### Goal of the exercise
Write out, unchanged, only the lines of the data that begin with the line containing "Q. Point to the shetland" and run through the line containing "pixel 585 507", with both of those lines included.

### Dataset extract
=-=-=
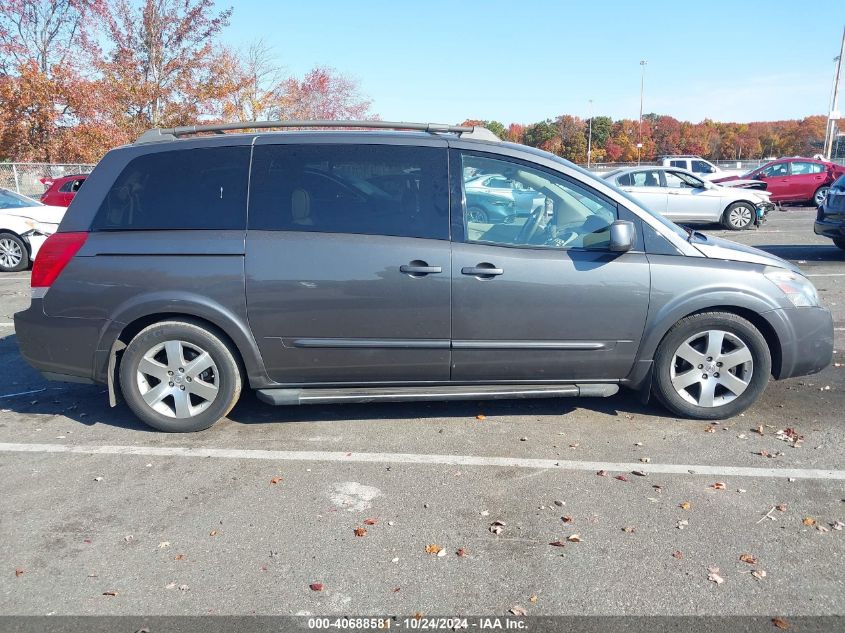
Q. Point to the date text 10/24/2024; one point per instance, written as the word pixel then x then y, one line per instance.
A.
pixel 417 623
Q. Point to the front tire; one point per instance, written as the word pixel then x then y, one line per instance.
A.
pixel 739 216
pixel 179 377
pixel 711 366
pixel 14 255
pixel 820 195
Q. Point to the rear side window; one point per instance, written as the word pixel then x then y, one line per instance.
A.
pixel 181 189
pixel 367 189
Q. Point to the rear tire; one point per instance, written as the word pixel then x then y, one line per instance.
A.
pixel 820 195
pixel 14 255
pixel 178 377
pixel 739 216
pixel 711 366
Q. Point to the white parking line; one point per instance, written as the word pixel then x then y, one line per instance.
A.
pixel 441 460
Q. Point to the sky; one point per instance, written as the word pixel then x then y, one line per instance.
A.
pixel 524 61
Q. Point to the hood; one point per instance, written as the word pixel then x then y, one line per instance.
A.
pixel 719 248
pixel 48 214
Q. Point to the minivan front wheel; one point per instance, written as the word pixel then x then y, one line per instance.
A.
pixel 711 366
pixel 179 377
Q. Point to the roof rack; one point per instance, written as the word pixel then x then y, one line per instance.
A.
pixel 170 134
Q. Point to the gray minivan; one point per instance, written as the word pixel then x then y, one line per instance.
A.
pixel 343 266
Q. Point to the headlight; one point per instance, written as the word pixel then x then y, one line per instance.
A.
pixel 797 288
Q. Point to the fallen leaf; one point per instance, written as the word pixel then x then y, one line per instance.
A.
pixel 714 575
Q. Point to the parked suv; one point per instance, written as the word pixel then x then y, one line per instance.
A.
pixel 190 267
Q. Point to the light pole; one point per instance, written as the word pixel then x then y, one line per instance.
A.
pixel 640 131
pixel 590 136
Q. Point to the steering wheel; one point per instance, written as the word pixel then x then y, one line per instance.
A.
pixel 529 229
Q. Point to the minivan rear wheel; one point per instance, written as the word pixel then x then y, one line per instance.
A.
pixel 179 377
pixel 711 366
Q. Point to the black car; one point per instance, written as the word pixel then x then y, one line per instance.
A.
pixel 830 220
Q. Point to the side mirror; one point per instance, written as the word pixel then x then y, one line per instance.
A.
pixel 621 236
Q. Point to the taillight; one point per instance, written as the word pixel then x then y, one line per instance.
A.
pixel 53 256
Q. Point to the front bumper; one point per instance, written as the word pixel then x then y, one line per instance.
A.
pixel 834 229
pixel 806 340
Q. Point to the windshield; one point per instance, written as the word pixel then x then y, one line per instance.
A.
pixel 12 200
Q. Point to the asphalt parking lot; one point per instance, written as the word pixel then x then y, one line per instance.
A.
pixel 258 515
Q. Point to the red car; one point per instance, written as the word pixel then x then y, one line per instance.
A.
pixel 795 179
pixel 60 191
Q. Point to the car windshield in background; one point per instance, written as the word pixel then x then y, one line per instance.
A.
pixel 12 200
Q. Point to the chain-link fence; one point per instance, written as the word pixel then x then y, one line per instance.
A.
pixel 26 178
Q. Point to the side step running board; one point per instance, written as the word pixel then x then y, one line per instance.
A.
pixel 449 392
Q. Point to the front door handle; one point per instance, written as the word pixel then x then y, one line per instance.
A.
pixel 419 268
pixel 484 270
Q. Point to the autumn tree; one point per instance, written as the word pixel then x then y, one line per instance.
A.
pixel 159 61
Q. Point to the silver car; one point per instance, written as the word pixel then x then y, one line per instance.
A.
pixel 681 196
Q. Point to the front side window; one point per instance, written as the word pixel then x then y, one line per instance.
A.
pixel 773 171
pixel 680 180
pixel 545 210
pixel 181 189
pixel 393 190
pixel 647 178
pixel 701 167
pixel 802 168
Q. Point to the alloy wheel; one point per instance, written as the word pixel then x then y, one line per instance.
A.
pixel 10 253
pixel 177 379
pixel 711 368
pixel 740 216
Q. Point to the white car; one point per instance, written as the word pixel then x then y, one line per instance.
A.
pixel 24 226
pixel 681 196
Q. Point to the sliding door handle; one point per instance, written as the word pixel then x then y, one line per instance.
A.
pixel 419 268
pixel 484 270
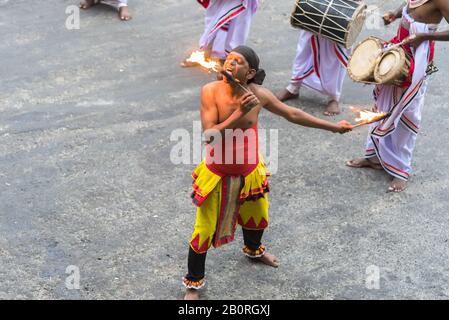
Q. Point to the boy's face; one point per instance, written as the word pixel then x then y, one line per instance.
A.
pixel 237 65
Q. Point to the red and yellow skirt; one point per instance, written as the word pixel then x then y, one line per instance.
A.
pixel 223 201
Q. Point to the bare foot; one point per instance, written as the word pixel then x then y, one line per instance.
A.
pixel 86 4
pixel 332 108
pixel 269 259
pixel 192 294
pixel 397 185
pixel 364 163
pixel 285 95
pixel 124 14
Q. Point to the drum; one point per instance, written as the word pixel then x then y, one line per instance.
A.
pixel 363 60
pixel 338 20
pixel 393 67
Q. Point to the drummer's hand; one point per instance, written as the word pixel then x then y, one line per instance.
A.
pixel 415 39
pixel 389 17
pixel 344 126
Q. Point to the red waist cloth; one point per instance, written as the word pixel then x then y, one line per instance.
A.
pixel 236 154
pixel 402 34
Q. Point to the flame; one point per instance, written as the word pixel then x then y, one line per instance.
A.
pixel 366 116
pixel 200 58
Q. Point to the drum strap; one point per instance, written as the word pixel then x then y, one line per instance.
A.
pixel 325 14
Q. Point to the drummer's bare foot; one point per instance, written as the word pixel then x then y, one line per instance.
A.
pixel 124 14
pixel 192 294
pixel 285 95
pixel 364 163
pixel 86 4
pixel 269 259
pixel 397 185
pixel 332 108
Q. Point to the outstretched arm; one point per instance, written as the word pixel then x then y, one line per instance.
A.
pixel 300 117
pixel 416 39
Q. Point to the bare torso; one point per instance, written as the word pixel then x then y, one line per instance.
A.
pixel 227 103
pixel 427 13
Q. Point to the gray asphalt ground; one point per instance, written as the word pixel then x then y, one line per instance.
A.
pixel 86 179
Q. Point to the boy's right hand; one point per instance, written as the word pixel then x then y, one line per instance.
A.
pixel 248 101
pixel 389 17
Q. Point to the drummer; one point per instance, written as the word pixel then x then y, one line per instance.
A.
pixel 320 64
pixel 227 25
pixel 390 143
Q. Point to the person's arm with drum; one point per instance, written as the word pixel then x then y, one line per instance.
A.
pixel 436 11
pixel 391 16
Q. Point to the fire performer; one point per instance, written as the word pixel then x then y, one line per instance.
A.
pixel 390 143
pixel 227 25
pixel 232 189
pixel 120 5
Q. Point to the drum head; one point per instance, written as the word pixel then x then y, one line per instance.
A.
pixel 390 66
pixel 364 58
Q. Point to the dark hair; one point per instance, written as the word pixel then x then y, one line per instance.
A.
pixel 253 61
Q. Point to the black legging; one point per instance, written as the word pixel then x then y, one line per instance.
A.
pixel 197 261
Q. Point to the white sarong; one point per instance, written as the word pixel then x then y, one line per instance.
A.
pixel 227 25
pixel 393 139
pixel 320 64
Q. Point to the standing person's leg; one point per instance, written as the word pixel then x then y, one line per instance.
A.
pixel 239 28
pixel 334 60
pixel 201 240
pixel 254 220
pixel 302 67
pixel 86 4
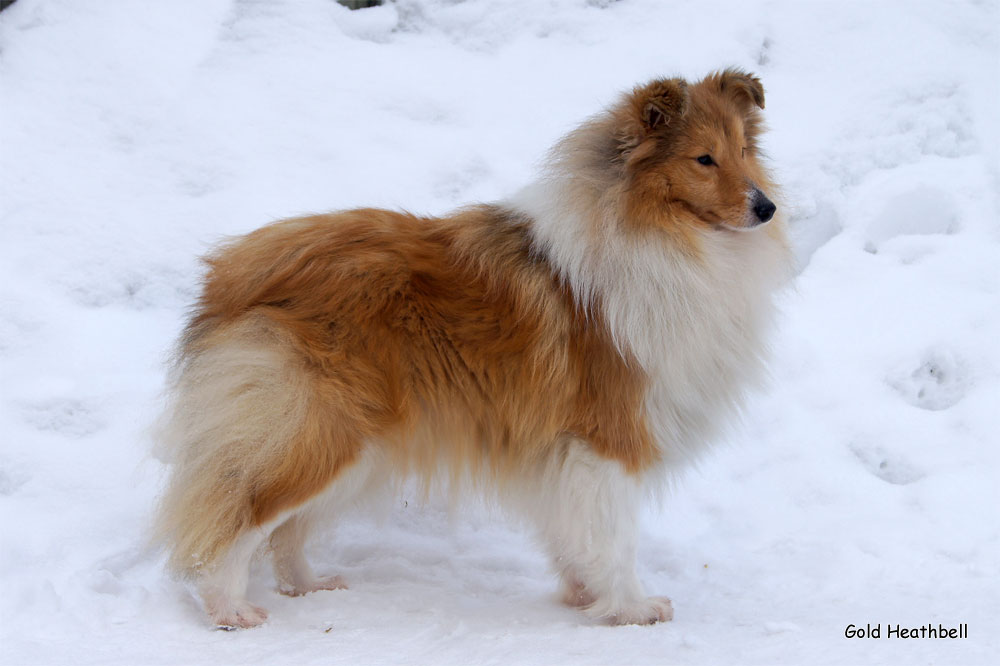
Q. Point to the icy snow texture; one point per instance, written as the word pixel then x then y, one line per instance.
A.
pixel 861 489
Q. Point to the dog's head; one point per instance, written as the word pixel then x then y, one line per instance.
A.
pixel 691 152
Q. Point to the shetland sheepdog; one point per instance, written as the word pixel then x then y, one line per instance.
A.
pixel 564 350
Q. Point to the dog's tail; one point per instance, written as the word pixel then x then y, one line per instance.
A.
pixel 246 439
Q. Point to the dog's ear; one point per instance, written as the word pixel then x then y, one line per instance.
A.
pixel 743 87
pixel 659 103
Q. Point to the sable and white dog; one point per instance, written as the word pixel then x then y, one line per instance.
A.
pixel 565 349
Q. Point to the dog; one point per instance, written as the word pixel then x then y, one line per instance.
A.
pixel 565 350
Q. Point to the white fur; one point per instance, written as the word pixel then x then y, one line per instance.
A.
pixel 696 328
pixel 585 507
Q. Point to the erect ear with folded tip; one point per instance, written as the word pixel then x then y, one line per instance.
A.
pixel 743 87
pixel 661 102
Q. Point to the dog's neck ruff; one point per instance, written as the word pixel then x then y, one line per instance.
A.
pixel 694 325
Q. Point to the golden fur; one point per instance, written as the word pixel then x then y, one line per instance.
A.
pixel 460 345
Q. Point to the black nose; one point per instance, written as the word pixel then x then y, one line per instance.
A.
pixel 764 209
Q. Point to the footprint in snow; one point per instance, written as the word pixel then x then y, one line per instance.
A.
pixel 938 381
pixel 887 465
pixel 921 211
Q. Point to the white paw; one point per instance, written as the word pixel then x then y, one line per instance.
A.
pixel 240 615
pixel 575 594
pixel 315 585
pixel 648 611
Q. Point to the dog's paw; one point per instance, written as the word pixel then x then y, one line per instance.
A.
pixel 242 615
pixel 315 585
pixel 576 595
pixel 647 611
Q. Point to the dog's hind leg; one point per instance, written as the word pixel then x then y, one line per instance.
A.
pixel 252 445
pixel 291 569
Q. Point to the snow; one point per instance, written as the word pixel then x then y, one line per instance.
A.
pixel 861 488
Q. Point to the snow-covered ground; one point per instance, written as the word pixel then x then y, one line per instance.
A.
pixel 861 489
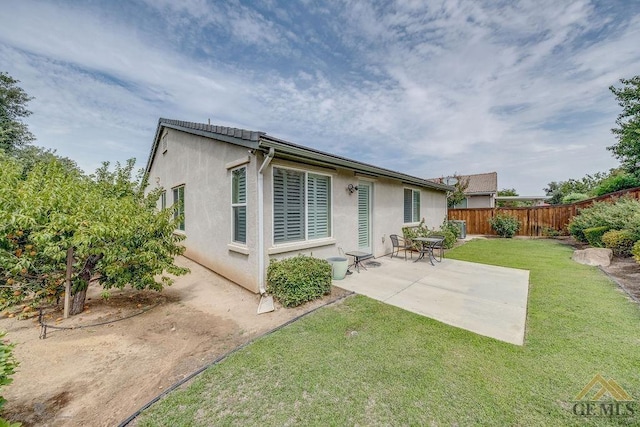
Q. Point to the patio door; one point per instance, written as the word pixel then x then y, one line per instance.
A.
pixel 364 216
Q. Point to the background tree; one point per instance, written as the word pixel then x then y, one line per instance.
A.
pixel 627 150
pixel 457 196
pixel 116 234
pixel 508 204
pixel 13 101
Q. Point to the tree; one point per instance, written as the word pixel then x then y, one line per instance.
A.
pixel 13 101
pixel 457 196
pixel 627 150
pixel 110 230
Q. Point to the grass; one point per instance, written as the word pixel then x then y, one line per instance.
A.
pixel 366 363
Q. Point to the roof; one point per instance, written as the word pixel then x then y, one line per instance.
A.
pixel 481 183
pixel 284 150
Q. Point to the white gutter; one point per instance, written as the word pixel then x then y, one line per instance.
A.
pixel 261 251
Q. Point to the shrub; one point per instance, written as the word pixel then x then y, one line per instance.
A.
pixel 8 365
pixel 574 197
pixel 294 281
pixel 636 251
pixel 594 235
pixel 620 215
pixel 451 226
pixel 619 241
pixel 505 225
pixel 615 183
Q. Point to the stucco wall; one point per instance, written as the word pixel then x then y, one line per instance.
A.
pixel 200 164
pixel 387 214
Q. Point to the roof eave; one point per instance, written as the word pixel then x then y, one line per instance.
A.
pixel 318 157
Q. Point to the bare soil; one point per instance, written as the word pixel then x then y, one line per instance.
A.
pixel 99 375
=-=-=
### Response to the exercise
Q. Point to the shetland sheepdog; one point per instance, written as the word pixel then x then y, one line per instance.
A.
pixel 564 350
Q. Point to the dog's tail; one point per instance, written as the word pixel then x then y, one line per instance.
A.
pixel 246 439
Q. Point to the dog's ear; one point per instance, written as the word pixel then x then y, one line per instance.
A.
pixel 743 87
pixel 659 103
Q. Point to the sable and white dog; one point per instance, written as the word pixel then x then y, one line per instance.
A.
pixel 565 349
Q. Point to the dog; one point per instance, written as the word pixel then x then y, one line per instance.
A.
pixel 565 350
Q. Point to the white fur; one point per instance, written as the word pixel then x then y, one line per instance.
A.
pixel 696 328
pixel 585 507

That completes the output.